[Entries from a point annotation set]
=======
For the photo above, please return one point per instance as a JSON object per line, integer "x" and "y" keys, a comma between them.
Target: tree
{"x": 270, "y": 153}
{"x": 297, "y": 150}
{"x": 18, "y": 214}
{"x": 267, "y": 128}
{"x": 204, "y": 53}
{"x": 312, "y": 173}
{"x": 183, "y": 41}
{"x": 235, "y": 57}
=======
• WHAT TO WORK ON:
Reproduce the lines above, changing "Target" to "Category" and leaving everything else as it is.

• CORRECT RESPONSE:
For the photo above, please return one point per instance as a JSON object per line, integer "x" and "y" keys, a comma between them.
Category: tree
{"x": 270, "y": 153}
{"x": 297, "y": 150}
{"x": 18, "y": 214}
{"x": 267, "y": 128}
{"x": 204, "y": 53}
{"x": 312, "y": 173}
{"x": 183, "y": 41}
{"x": 235, "y": 57}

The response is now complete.